__Exercise aim__
As an exercise, transcribe the data below in full and exactly, omitting pictures.

Records to use section start

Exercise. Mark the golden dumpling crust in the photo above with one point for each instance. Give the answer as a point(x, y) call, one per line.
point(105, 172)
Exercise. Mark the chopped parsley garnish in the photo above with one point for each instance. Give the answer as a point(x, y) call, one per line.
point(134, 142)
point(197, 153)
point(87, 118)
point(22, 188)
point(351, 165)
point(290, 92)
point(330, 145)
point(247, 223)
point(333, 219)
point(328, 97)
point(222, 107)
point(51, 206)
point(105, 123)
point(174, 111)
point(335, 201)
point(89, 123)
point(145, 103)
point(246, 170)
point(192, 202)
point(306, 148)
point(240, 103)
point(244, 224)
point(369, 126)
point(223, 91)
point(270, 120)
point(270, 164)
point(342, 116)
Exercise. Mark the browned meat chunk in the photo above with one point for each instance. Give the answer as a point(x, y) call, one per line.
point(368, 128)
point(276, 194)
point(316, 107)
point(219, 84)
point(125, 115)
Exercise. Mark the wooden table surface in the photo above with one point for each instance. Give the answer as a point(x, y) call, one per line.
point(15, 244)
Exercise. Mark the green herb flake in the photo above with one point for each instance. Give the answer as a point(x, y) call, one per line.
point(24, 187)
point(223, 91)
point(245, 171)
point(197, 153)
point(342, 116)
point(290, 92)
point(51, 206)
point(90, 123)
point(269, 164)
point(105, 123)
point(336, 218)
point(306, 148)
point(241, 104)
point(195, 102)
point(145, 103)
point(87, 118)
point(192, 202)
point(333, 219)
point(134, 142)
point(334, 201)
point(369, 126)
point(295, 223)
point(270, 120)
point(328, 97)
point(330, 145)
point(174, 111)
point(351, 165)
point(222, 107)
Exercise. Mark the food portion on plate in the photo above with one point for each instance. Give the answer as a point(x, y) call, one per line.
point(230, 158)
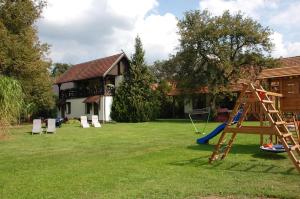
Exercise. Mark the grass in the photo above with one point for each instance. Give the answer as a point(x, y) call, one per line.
point(145, 160)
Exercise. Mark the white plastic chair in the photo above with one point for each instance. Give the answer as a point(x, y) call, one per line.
point(51, 127)
point(83, 122)
point(95, 121)
point(37, 126)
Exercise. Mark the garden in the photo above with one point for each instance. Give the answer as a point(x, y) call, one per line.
point(138, 160)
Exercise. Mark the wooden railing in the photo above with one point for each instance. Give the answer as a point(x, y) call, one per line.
point(79, 93)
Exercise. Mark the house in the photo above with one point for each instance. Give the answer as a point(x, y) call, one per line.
point(285, 80)
point(88, 88)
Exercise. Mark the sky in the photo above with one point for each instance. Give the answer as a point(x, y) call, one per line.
point(84, 30)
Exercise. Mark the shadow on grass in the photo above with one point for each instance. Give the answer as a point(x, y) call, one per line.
point(242, 149)
point(173, 120)
point(223, 165)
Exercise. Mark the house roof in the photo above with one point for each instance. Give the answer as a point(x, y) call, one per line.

Records to use section end

__Written answer__
Exercise. Mark the golden dumpling crust in the photo above with one point for each instance. Give the answer as a point(x, y) call, one per line.
point(105, 172)
Exercise. Mark the chopped parsley garnish in the photo above with one point for each instance. Give the answer as a point(x, y) call, one per line.
point(134, 142)
point(197, 153)
point(87, 118)
point(22, 188)
point(351, 165)
point(290, 92)
point(330, 145)
point(247, 223)
point(333, 219)
point(328, 97)
point(222, 107)
point(51, 206)
point(105, 123)
point(174, 111)
point(335, 201)
point(89, 123)
point(145, 103)
point(246, 170)
point(192, 202)
point(306, 148)
point(240, 103)
point(244, 224)
point(369, 126)
point(223, 91)
point(270, 120)
point(270, 164)
point(342, 116)
Exercise. Mark the browned meat chunk in the photo above with one point for each instance. Give the answer as a point(x, y) call, one per line.
point(368, 128)
point(276, 194)
point(316, 107)
point(219, 84)
point(125, 115)
Exercise. Mark the wooden table surface in the photo above with one point for each instance. Give the answer as a point(x, y) call, one per line.
point(15, 244)
Exercise. Mark the green herb flake in the photo above with one point for each instance. Give the answer as a point(x, y) call, one per line.
point(24, 187)
point(223, 91)
point(245, 171)
point(197, 153)
point(342, 116)
point(290, 92)
point(51, 206)
point(90, 123)
point(269, 164)
point(105, 123)
point(336, 218)
point(306, 148)
point(241, 104)
point(195, 102)
point(145, 103)
point(87, 118)
point(192, 202)
point(333, 219)
point(134, 142)
point(334, 201)
point(369, 126)
point(295, 223)
point(270, 120)
point(328, 97)
point(330, 145)
point(174, 111)
point(351, 165)
point(222, 107)
Exercise. Mark the food portion on plate in the photo above with one point for each instance. Give the answer as a point(x, y) call, one per line.
point(230, 158)
Exercise. Mark the grass in the photo above with one point for each instance. Give the answer as a point(x, y) call, one per line.
point(145, 160)
Exercise. Mark the white plastic chair in the photo above with one point for each instance. Give the answer as a point(x, y) call, one per line.
point(51, 127)
point(83, 122)
point(95, 121)
point(37, 126)
Exercise. Mark the garden in the photo above with one point for each instance. Give the answer as a point(x, y) call, one per line.
point(138, 160)
Exercise. Mark the wooden railing in the photo above with one point for each instance. Give the answer as a point(x, y) call, one per line.
point(79, 93)
Exercise. Mark the house in the photo above with one point for each instance. Give the answer as a point(x, y) call, one per line.
point(285, 80)
point(88, 88)
Exercise. Mark the sky in the photo above with one point for each instance. Give the answer as a point(x, y) call, one per line.
point(84, 30)
Exercise. Mark the shadow on grass in the photo above with one point for each instance. Give the answer as a point(x, y) call, one per line.
point(242, 149)
point(173, 120)
point(223, 165)
Exercise. Mark the house roof in the photo above with one point for each instance. Give the answer as a point(x, y) call, one per line.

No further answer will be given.